◆ **TASK ITEM**: Transcribe everything in the listing as written, and let no image into the copy.
● ● ● ● ●
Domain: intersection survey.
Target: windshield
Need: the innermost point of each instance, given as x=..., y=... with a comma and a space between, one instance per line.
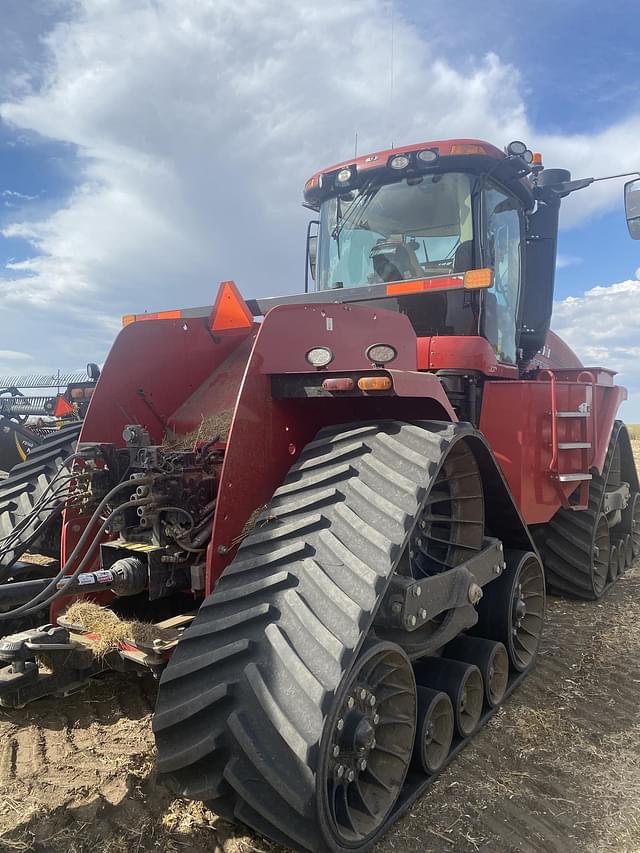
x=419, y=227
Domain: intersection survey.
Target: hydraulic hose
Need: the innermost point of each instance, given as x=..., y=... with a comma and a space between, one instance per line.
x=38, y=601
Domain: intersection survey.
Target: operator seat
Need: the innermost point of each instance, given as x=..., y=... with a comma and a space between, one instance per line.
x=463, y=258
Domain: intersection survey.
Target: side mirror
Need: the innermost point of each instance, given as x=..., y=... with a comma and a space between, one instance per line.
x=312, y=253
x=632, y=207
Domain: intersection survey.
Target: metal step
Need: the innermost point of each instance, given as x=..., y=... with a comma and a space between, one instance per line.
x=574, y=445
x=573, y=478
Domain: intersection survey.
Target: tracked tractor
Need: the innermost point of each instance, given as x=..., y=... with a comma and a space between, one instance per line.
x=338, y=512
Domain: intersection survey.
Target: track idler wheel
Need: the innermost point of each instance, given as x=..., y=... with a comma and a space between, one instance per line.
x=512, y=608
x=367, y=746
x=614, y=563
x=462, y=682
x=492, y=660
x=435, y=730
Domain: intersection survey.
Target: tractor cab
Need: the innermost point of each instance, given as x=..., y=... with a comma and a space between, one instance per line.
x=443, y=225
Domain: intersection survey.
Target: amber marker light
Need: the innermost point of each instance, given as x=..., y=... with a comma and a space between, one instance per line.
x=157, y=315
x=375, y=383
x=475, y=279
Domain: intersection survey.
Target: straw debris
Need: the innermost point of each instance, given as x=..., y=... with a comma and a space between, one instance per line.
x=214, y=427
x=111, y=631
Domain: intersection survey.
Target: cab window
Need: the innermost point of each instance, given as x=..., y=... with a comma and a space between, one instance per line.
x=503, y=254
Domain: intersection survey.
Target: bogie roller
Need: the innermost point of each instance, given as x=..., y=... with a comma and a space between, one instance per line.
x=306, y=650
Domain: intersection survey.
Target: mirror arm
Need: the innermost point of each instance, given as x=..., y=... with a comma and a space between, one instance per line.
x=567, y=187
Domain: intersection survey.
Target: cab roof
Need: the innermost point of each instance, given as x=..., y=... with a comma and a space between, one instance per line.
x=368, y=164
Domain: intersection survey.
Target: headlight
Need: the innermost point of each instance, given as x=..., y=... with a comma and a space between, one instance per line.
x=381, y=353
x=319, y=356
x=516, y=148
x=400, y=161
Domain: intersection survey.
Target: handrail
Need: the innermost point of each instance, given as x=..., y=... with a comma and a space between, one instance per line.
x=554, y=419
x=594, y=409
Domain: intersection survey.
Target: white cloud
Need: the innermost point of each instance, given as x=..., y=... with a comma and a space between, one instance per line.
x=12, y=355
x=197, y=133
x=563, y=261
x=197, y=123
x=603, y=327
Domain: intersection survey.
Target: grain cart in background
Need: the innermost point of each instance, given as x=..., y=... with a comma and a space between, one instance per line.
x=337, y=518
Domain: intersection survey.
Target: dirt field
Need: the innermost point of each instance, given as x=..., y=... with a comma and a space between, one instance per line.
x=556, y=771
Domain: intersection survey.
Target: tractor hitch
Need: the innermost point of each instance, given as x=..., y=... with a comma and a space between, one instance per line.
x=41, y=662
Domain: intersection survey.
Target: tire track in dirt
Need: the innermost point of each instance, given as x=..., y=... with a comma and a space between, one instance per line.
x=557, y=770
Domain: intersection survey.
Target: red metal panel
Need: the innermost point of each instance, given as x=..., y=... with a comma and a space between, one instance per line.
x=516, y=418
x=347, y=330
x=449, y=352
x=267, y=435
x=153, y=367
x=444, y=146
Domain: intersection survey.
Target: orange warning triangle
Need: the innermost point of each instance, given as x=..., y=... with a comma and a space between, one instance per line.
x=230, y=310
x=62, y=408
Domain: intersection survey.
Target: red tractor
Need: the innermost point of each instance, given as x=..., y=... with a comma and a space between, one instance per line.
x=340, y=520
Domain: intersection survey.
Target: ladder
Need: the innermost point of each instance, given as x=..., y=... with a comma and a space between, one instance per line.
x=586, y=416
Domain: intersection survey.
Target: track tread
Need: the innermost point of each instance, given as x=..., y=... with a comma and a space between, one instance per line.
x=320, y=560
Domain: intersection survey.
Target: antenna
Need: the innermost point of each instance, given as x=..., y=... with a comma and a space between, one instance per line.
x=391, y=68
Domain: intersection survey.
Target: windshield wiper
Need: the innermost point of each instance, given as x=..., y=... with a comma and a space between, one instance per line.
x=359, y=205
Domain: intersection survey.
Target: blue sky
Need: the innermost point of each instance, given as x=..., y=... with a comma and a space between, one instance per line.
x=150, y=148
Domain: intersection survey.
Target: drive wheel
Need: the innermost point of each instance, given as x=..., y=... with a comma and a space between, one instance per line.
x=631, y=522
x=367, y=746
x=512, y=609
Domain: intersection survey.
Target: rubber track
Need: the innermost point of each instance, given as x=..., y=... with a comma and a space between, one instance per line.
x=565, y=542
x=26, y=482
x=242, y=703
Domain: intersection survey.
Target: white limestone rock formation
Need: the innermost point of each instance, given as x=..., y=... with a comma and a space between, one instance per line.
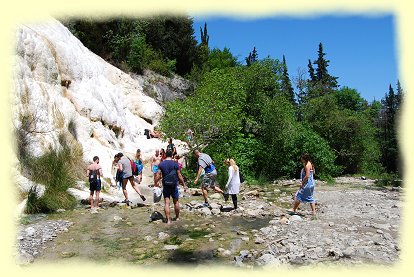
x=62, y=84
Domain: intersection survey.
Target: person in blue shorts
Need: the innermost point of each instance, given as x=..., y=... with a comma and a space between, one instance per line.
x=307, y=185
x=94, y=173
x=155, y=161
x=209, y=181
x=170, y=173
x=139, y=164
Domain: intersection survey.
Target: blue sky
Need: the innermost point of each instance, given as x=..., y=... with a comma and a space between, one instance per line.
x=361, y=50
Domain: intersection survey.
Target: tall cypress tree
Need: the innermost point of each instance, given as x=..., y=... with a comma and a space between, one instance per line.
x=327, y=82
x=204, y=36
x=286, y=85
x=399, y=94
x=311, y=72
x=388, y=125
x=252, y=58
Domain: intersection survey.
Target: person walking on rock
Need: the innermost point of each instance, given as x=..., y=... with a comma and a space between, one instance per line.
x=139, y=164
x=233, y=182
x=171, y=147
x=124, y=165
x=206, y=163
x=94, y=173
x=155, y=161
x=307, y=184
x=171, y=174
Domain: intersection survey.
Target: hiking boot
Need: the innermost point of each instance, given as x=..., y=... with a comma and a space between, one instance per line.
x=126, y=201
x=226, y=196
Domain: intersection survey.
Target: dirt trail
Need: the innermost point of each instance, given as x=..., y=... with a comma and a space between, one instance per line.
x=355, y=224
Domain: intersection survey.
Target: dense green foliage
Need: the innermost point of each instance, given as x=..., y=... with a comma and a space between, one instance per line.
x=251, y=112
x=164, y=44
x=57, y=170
● ● ● ● ●
◆ **TASK RESPONSE**:
Domain: intersection survey.
Target: windshield
Need: the innermost point of each instance, given as x=..., y=... with a comma and a space between, one instance per line.
x=419, y=227
Domain: intersection survey.
Target: hydraulic hose
Need: the innermost point of each instance, given as x=..., y=... with a comma and a space between, one instance per line.
x=38, y=601
Domain: intersection survey.
Target: operator seat
Need: the innermost point of each instance, given as x=..., y=... with a comma and a space between, one instance per line.
x=463, y=258
Domain: intersection survey.
Target: side mirror
Need: the innermost point of each instance, given as x=..., y=... with a comma and a space between, one instance per line.
x=312, y=253
x=632, y=207
Domain: intersection survey.
Target: metal step
Need: the innermost point of each instance, given as x=..., y=... with a comma and a space between, one instance per line.
x=574, y=445
x=573, y=478
Domain: intersection survey.
Target: tracked tractor
Need: the innermost point of each instance, given as x=..., y=... with a comma and a space between, one instance per line.
x=338, y=512
Domain: intersection survey.
Target: track idler wheel
Need: the innermost point of each instance, given as x=..., y=... with a comma and a space between, one instance per line.
x=512, y=608
x=367, y=746
x=614, y=563
x=462, y=682
x=492, y=660
x=435, y=730
Domain: intersection survey.
Target: tractor cab
Need: the innermost point of each instance, given as x=..., y=... with a comma and a space between, one instance per line.
x=443, y=225
Domain: intersection survey.
Target: amber marker light
Need: the innermost point of each instance, given as x=..., y=... with a comma and a space between, one instance per line.
x=157, y=315
x=375, y=383
x=475, y=279
Domain: intersection survey.
Target: straw debris
Need: the innermost point of each instance, given as x=..., y=... with a comma and a space between, one instance per line.
x=214, y=427
x=111, y=631
Domain: intersection survey.
Target: cab window
Need: the innermost point of each instance, given as x=..., y=... with a comma and a space between, one instance per line.
x=503, y=254
Domain: intersection survey.
Target: bogie roller
Need: the innermost point of each instance, given as x=..., y=... with a comma and a space between, one instance per line.
x=306, y=650
Domain: intersection survey.
Target: mirror arm
Need: the innermost point of each instance, given as x=..., y=... with a comma and a space between, one instance per line.
x=567, y=187
Domain: intersection survey.
Target: cab roof
Need: the innermost point of each instance, given as x=..., y=... with a comma and a space between, one instance per line.
x=368, y=164
Domain: intersection survey.
Target: headlight
Need: the innermost point of each instance, given as x=..., y=... with a comma and a space between, one instance per line.
x=381, y=353
x=319, y=356
x=516, y=148
x=400, y=161
Domain: intersection survey.
Target: handrail
Need: the innermost point of each instance, given as x=..., y=... with a comma and a space between, one instance per line.
x=554, y=419
x=594, y=409
Domain: intersection survey.
Target: white cloud
Need: the innermost point of each instance, given as x=..., y=... with a comma and a space between, one instance per line.
x=12, y=355
x=197, y=133
x=563, y=261
x=197, y=123
x=603, y=327
Domain: intersection survey.
Target: grain cart in background
Need: the innermost point of each instance, given as x=..., y=... with a comma and a space between, one instance per line.
x=337, y=518
Domain: intersection survey.
Target: dirt field
Need: the innermost point of each instance, given as x=..., y=... with a comma and a space between, one instance per line.
x=556, y=771
Domain: intersection survey.
Target: tractor hitch
Need: the innermost point of each instance, given as x=..., y=... with a comma and a space between, one instance per line.
x=41, y=662
Domain: intersection survey.
Target: tire track in dirt
Need: the innermost point of each instance, given as x=..., y=... with a comma and a space between, one instance per line.
x=557, y=770
Domain: intersection survey.
Target: red metal panel
Need: the innermost point of each instance, given as x=..., y=... with a comma and a space between, one instance per line.
x=516, y=418
x=347, y=330
x=449, y=352
x=267, y=435
x=153, y=367
x=444, y=146
Domain: intersection survey.
Target: orange warning triangle
Need: the innermost point of each instance, given as x=..., y=... with a comma and a space between, one instance per line.
x=230, y=310
x=62, y=408
Domain: intersection survey.
Target: red tractor
Need: the innermost point of each instance, given as x=..., y=... with a comma and a space between, one instance per line.
x=340, y=520
Domain: intersection survey.
Target: ladder
Need: the innermost point of each instance, given as x=..., y=... with a comma and a space between, one instance per line.
x=586, y=416
Domain: intersection survey.
Target: track tread
Need: the innermost point of each instance, given as x=..., y=... with a comma and a space between, one instance per line.
x=320, y=560
Domain: intersection survey.
Target: antenna
Need: the innermost point of each instance, given as x=..., y=... with a comma and a space between, one instance per line.
x=391, y=68
Domain: intersection survey.
Target: windshield wiper
Need: the innermost point of each instance, given as x=..., y=... with a comma and a space between, one instance per line.
x=359, y=205
Domain: intersection survey.
Target: blue sky
Need: the innermost point of each instance, given as x=..., y=... with a comma and a space between, one instance per line.
x=150, y=148
Domain: intersection survey.
Target: drive wheel
Need: the innermost point of each instance, given as x=..., y=... with a comma and a space between, one instance per line.
x=631, y=522
x=367, y=746
x=512, y=609
Domain: intersection survey.
Target: rubber track
Need: the innermost point of each instance, given as x=..., y=... with a comma and a space between, one instance per line.
x=565, y=542
x=26, y=482
x=242, y=703
Domain: intersection survey.
Target: white limestone rock formation
Need: the innermost point of each instance, given as x=..., y=... with a comma and a space between, one instance per line.
x=62, y=84
Domain: intersection survey.
Target: person in blue shorts
Need: the innermost point of each instance, given as x=..., y=... with a comma and a space between, one instance per line.
x=307, y=185
x=94, y=173
x=155, y=161
x=209, y=181
x=170, y=173
x=139, y=164
Domain: intersection survey.
Target: blue sky
Need: the innermost point of each instance, given as x=..., y=... with a comma and a space between, one instance per line.
x=361, y=50
Domain: intersection survey.
Target: tall cypress tree
Need: the innermost point of each instance, given as x=..., y=... with a comma and a space between, one instance per line.
x=327, y=82
x=204, y=36
x=286, y=85
x=399, y=94
x=311, y=72
x=388, y=125
x=252, y=58
Domain: intersection survey.
Target: person walking on rock
Need: the innermost point of each instance, given as x=..., y=... with a comma and a space between, one instance per line.
x=139, y=164
x=233, y=182
x=171, y=147
x=124, y=165
x=206, y=163
x=94, y=173
x=155, y=161
x=307, y=184
x=171, y=174
Domain: intersection survey.
Target: hiking boot
Need: the innermost point of each instance, given as x=..., y=... with a comma and a space between, one instance per line.
x=126, y=201
x=226, y=196
Domain: intersection survey.
Target: dirt trail
Need: the innermost point of each instance, given as x=..., y=... with a comma and a space between, one instance per line.
x=355, y=224
Domain: intersection survey.
Target: dense green foliage
Need: the innermost point of each instance, given as x=..., y=... with a comma and a space between, one instance per line.
x=251, y=112
x=164, y=44
x=57, y=170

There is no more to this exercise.